Work instructions: Without including any images, reproduce each entry exactly.

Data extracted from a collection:

- Opening Delimiter -

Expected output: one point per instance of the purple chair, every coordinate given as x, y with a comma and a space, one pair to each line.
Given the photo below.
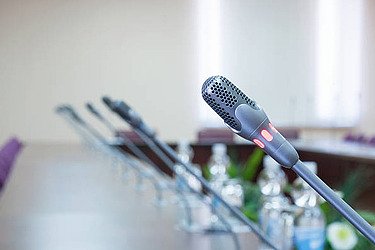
372, 141
349, 137
8, 154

- Closing Delimiter -

Written reply:
Expected output: one point per instance of the purple chair, every coordinate given as x, y with a comma and a space, one pair to each line.
Given the photo below.
372, 141
349, 137
8, 154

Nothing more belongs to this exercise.